### YOUR TASK
Write out every record below exactly, so that nothing differs from what is shown.

### EXERCISE INPUTS
========================

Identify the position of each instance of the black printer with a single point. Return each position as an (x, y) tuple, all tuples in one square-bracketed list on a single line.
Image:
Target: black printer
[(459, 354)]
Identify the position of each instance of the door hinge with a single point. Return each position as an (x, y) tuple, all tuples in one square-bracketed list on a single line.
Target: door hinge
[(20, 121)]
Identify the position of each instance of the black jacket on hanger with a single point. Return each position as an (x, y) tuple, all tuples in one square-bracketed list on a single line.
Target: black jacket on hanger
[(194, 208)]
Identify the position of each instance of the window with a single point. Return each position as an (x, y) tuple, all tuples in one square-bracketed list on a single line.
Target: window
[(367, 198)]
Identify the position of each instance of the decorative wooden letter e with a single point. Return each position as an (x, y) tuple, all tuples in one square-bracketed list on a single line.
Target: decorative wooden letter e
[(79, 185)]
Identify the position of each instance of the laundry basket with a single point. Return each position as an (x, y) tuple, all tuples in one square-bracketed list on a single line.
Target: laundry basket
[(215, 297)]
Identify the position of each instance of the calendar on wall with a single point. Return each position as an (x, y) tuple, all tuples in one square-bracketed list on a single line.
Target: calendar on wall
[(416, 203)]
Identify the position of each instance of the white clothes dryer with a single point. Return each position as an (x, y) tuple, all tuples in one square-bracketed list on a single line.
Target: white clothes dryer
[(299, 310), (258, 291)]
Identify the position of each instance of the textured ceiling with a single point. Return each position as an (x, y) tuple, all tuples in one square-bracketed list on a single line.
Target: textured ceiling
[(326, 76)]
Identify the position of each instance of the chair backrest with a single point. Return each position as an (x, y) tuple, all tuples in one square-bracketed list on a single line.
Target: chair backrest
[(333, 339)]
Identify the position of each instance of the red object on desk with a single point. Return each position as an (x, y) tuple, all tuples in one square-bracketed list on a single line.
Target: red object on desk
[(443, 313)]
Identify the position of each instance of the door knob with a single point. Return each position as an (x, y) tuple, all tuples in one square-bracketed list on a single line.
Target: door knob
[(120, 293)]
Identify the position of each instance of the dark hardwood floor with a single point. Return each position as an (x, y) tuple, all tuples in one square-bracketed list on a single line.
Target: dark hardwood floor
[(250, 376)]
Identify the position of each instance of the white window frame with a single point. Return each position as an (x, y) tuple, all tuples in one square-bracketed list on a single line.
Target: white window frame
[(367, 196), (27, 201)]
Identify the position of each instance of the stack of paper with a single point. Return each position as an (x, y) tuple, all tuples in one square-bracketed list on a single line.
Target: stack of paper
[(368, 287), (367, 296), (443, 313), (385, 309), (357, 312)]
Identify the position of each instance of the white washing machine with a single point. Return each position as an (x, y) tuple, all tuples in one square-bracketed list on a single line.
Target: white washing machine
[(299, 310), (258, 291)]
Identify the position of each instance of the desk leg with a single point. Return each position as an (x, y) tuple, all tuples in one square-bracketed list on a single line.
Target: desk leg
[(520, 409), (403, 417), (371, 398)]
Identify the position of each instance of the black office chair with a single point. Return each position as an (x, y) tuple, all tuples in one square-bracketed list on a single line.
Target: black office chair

========================

### SOLUTION
Identify the position of each instance of the black printer with a single point. Return each position as an (x, y) tuple, all tuples in one square-bracketed list on a single line.
Image:
Target: black printer
[(459, 354)]
Identify the position of each instance of the door hinge with a single point. Return each position as an (x, y) tuple, all tuples in one square-bracketed list on a single line.
Target: door hinge
[(20, 121)]
Identify the position of each instance of the black jacket on hanger with a single point. Return each position as an (x, y) tuple, all tuples in one square-bracketed list on a single line.
Target: black jacket on hanger
[(194, 208)]
Identify the position of each instance of the window with a single point. Return each position as an (x, y) tuple, all tuples in one square-bracketed list on a single line.
Target: window
[(367, 198)]
Identify the position of each instance of the decorative wooden letter e with a single point. Return each position as an (x, y) tuple, all tuples in one square-bracketed list on a single line.
Target: decorative wooden letter e
[(79, 185)]
Identify the position of each instance of the laundry basket with a single point. Return each position as an (x, y) tuple, all tuples in one square-bracketed list on a single line.
Target: laundry basket
[(215, 297)]
Identify the position of each instance of the calendar on wall with a single point. Return each position as an (x, y) tuple, all tuples in one square-bracketed list on a single line.
Target: calendar on wall
[(416, 203)]
Identify the position of each instance of the white clothes dryer with a single point. Return each position as an (x, y) tuple, all tuples in one square-bracketed list on a single line.
Target: white clothes dryer
[(299, 310), (258, 291)]
Identify the position of each instance of the textured ceiling with a single point. Return each position as an (x, y) tuple, all tuples in one square-bracketed list on a single line.
Target: textured ceiling
[(326, 76)]
Identify the position of each instance of the chair backrest with a single point. Return each position as an (x, y) tuple, all tuples in one square-bracketed list on a single line.
Target: chair backrest
[(333, 339)]
Identify the position of each instance of the red object on desk with a single point. Return each position as an (x, y) tuple, all tuples in one square-bracketed list on a single line.
Target: red object on desk
[(443, 313)]
Identify the position of each instance of the door knob with a single point. Return each position as an (x, y) tuple, all tuples in one square-bracketed list on a single line.
Target: door knob
[(120, 293)]
Identify the position of each instance of the dark hardwood floor with a single point. Return each position as an (x, y) tuple, all tuples in one square-bracketed list on a single line.
Target: dark hardwood floor
[(250, 376)]
Identify the position of each instance of the white window frame with a single point. Return each position as an (x, y) tuple, all tuples in one square-bracketed list on a single line.
Target: white window frame
[(367, 196), (27, 201)]
Identify the position of each instance of the stack of paper with a single point. Return each position as an (x, y) tuple, all tuples in one square-bracketed list on a single line.
Target: stack of paper
[(368, 287), (367, 296), (443, 313), (385, 309), (357, 312)]
Identify the position of each instance of the white washing machine with a single point. Return each position as an (x, y) tuple, all tuples in one square-bracketed list on a single line.
Target: white washing machine
[(299, 310), (258, 291)]
Identify the position of each instance of the desk leg with a single point. Return each position as an (x, y) tuple, all tuples in one square-bracketed list on a single line.
Target: desk leg
[(520, 409), (403, 417), (371, 398)]
Identify the position of each instance of the black office chair with a single point. Return each position as an (x, y) tuple, all tuples in one square-bracketed list on a single line.
Target: black office chair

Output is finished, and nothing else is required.